### PROBLEM STATEMENT
Take the material below and write it all out again exactly.

--- DATA FOR PROCESSING ---

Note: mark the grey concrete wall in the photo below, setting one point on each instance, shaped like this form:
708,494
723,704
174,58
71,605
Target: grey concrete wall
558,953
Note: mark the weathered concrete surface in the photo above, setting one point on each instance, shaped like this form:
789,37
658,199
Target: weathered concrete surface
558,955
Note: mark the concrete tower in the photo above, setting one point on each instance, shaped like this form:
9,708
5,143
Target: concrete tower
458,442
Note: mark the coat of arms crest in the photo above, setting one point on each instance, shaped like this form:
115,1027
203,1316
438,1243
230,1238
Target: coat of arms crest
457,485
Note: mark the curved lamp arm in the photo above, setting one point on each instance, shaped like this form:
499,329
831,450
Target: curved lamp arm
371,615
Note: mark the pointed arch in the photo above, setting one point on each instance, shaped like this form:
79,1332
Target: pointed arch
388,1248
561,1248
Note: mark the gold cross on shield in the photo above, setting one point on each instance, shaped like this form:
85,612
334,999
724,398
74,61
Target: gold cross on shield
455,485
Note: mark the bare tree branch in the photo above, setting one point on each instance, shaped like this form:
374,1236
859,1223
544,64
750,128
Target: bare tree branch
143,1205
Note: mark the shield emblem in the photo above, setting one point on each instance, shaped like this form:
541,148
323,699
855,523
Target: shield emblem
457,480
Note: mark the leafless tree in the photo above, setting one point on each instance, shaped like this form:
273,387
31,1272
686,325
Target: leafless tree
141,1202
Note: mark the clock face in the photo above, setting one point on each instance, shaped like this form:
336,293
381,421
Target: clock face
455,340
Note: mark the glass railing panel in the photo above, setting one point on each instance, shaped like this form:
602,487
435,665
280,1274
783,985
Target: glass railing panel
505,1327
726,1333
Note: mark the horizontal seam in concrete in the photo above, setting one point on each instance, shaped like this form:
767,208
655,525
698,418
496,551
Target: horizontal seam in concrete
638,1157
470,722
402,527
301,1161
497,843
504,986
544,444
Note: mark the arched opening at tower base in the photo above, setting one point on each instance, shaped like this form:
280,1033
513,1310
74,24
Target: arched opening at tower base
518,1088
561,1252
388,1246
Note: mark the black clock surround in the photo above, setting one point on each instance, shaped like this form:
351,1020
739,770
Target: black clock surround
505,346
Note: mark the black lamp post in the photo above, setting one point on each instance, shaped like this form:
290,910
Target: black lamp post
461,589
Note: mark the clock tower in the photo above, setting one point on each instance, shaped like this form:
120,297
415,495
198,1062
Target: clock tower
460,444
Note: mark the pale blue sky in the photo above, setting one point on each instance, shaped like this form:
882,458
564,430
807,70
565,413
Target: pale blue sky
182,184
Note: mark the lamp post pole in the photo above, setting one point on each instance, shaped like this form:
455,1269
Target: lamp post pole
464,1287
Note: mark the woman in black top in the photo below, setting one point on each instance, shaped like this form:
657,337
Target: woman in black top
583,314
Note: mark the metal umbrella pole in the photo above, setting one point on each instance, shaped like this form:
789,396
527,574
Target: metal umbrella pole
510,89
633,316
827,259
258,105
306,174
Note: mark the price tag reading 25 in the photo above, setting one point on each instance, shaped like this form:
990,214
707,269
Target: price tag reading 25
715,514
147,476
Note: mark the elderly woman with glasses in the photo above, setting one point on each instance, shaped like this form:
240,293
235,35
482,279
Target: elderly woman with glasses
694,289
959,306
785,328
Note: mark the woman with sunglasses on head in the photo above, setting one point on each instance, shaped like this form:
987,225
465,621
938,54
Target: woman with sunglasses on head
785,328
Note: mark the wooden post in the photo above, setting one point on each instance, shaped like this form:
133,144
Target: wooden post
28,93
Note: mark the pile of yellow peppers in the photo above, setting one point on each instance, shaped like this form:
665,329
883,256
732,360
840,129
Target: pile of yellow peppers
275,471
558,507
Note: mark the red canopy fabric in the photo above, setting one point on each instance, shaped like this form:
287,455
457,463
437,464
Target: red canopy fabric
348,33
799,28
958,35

---

### THE COMPLETED TASK
Note: mark the grey concrete wall in the photo below, setting one point on each instance, shaped like this form:
708,494
723,704
174,58
71,605
Target: grey concrete wall
558,953
Note: mark the weathered concrete surface in the photo above, setting one point on each instance, shaped like this form:
789,37
658,199
Target: weathered concrete surface
558,955
Note: mark the concrete tower in the photo above, setting one point on each instance, shaped like this form:
9,708
5,143
Target: concrete tower
458,442
Note: mark the coat of arms crest in the photo above, setting one point on each instance, shaped like this form:
115,1027
203,1316
438,1243
230,1238
Target: coat of arms crest
457,485
Note: mark the curved lamp arm in the photo above, setting one point on each instance, shaped like this form:
499,329
831,450
Target: curved lamp arm
371,615
Note: mark the pointed arch in the photo above, setting one point on each instance, shaped like this form:
79,1332
Target: pointed arch
388,1248
561,1248
Note: mark the gold cross on shield in the photo above, setting one point on each instance, shaped like this form:
85,612
334,999
724,398
74,61
Target: gold cross on shield
455,485
Note: mark the bare tree branch in the photo above, setting one point on each instance, shaped like this form:
374,1236
859,1223
544,64
750,128
Target: bare tree branch
143,1205
Note: mark the shield emblem in the photo above, setting one point on each instance, shaped like this form:
541,148
323,699
855,523
Target: shield emblem
457,480
Note: mark the leafless tree in the photo above, setting one point on each instance, shaped like this form:
273,387
31,1272
686,325
Target: leafless tree
141,1202
Note: mark the clock face in the photo above, setting one point on each instance, shaped like this form:
336,293
381,421
Target: clock face
455,340
Note: mark the glass railing panel in the photo above, setting one point on each instance, shaped like this form:
602,487
435,665
280,1274
783,985
Target: glass railing panel
505,1327
726,1333
Note: mark the horizontal seam in concrete in the photo above, setting one point on each instance, shaped like this form:
767,208
655,525
698,418
496,551
Target: horizontal seam in concrete
638,1157
470,722
402,527
301,1161
497,843
504,986
544,444
Note: mark the arched opening at tower base in the photo above, setting one point on each instance, shaped like this form:
280,1033
513,1310
74,24
Target: arched opening at tower base
518,1088
561,1252
388,1246
Note: mark the black clock surround in the photo above, setting one point on each instance, shaped like this form:
351,1020
739,770
Target: black clock surround
505,346
Note: mark the black lamp post in the photo above, setting one point on each instance, shaped like this form:
290,910
Target: black lamp post
461,589
Note: mark the clock tower in the photo above, setting one point on each instance, shaped like this form:
120,297
415,495
198,1062
Target: clock tower
460,444
Note: mark the pale blue sky in the photo above, setting one point on each instance, shaped like this form:
882,458
564,430
807,70
565,413
Target: pale blue sky
182,184
Note: mark the lamp post pole in the photo above, setting one point on each instance, shaped like this form:
455,1269
Target: lamp post pole
464,1287
Note: mark the woman in black top in the photo below, setting one point on each instance, shaped like this form:
657,337
Target: woman in black top
583,314
Note: mark the metal umbrella pole in the photo above, setting one point on each instance, shaped like this form:
789,396
527,574
Target: metal umbrella pole
510,89
633,316
827,259
258,105
306,174
Note: mark the price tag reading 25 in the photo above, setting one point on each instance, shaped like this form:
990,214
707,269
Target: price tag reading 25
715,514
147,476
Note: mark the elderly woman with glasses in the photo above, setting one point on each instance, shaped like this form:
240,293
235,35
482,279
Target: elderly woman with glasses
694,289
959,306
785,328
Note: mark the woman with sunglasses on head in the photo above, setting one point on each instance, shaped like this form:
987,225
465,621
938,54
Target: woman with sunglasses on head
785,328
Note: mark the wooden post in the photo above, setting one point on each instance, shaped like this form:
133,144
Target: wooden post
28,93
Note: mark the pile of yellow peppers in the photo above, setting one point on each instance, shaped like this form:
665,329
883,256
732,360
840,129
Target: pile of yellow peppers
275,471
558,507
Note: mark the red canopy fabric in the photo above, setting one point on each instance, shaped like this form:
287,455
457,463
437,464
Target: red canopy fabric
348,33
799,28
958,35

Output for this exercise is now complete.